■ Exercise requirements
Return only those lines of the listing that hold the word "positive".

■ Records supplied
※ ※ ※
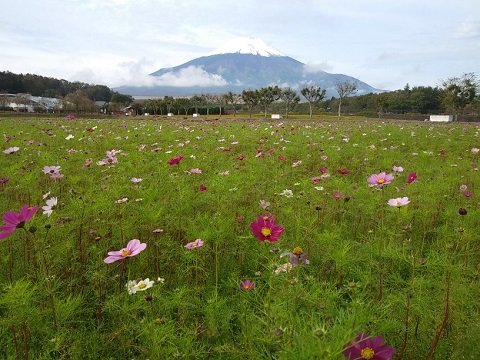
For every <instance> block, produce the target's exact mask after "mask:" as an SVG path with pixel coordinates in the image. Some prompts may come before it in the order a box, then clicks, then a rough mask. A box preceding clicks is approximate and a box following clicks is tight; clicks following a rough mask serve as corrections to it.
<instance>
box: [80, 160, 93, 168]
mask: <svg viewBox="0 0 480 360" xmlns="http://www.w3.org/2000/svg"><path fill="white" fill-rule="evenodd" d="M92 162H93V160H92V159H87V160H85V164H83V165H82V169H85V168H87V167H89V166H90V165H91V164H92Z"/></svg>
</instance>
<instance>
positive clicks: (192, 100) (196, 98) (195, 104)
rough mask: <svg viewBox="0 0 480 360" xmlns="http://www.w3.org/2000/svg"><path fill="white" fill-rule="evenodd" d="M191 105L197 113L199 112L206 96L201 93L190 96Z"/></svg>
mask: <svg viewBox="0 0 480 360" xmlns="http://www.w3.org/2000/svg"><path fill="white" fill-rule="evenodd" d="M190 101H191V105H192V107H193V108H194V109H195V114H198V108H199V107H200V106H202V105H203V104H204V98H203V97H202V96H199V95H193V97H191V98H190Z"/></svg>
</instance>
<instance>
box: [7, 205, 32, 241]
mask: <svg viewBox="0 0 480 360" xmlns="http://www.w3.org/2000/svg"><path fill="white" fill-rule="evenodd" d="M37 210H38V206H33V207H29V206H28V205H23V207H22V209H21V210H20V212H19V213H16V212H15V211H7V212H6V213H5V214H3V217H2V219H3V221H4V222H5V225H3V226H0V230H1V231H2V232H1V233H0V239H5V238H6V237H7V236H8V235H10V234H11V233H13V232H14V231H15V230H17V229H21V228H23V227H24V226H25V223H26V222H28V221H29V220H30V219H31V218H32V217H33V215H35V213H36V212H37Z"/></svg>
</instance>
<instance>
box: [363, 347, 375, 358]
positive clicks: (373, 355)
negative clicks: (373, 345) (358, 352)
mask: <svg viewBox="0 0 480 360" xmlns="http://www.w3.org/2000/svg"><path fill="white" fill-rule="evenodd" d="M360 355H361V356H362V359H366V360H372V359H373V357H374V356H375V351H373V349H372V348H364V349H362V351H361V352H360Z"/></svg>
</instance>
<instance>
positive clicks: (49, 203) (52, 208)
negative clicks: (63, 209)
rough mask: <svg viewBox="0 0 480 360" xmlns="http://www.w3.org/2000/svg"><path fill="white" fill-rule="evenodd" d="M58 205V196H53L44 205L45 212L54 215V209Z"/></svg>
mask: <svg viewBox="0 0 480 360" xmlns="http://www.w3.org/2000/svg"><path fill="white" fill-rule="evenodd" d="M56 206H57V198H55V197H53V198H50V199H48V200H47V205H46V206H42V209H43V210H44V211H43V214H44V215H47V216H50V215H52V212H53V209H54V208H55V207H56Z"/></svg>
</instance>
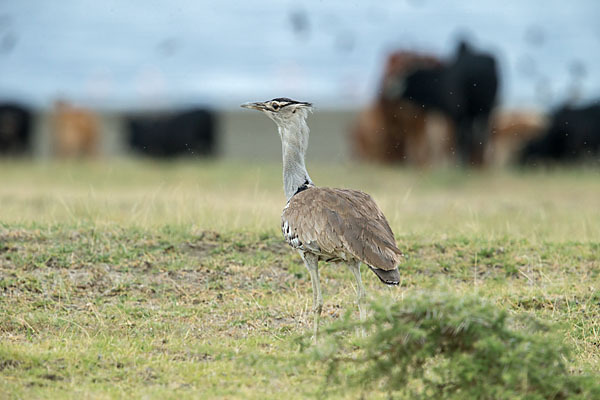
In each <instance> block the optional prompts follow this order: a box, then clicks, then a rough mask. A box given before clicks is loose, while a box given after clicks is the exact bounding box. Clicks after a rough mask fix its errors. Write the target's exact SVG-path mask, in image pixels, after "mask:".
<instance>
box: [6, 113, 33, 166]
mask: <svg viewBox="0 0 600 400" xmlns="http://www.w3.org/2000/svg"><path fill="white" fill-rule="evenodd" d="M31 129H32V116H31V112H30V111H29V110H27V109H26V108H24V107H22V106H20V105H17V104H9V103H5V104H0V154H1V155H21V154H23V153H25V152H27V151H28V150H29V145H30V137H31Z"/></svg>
※ ※ ※
■ Reply to the exercise
positive clicks: (192, 100) (196, 98) (195, 104)
positive clicks: (373, 355)
positive clicks: (49, 203) (52, 208)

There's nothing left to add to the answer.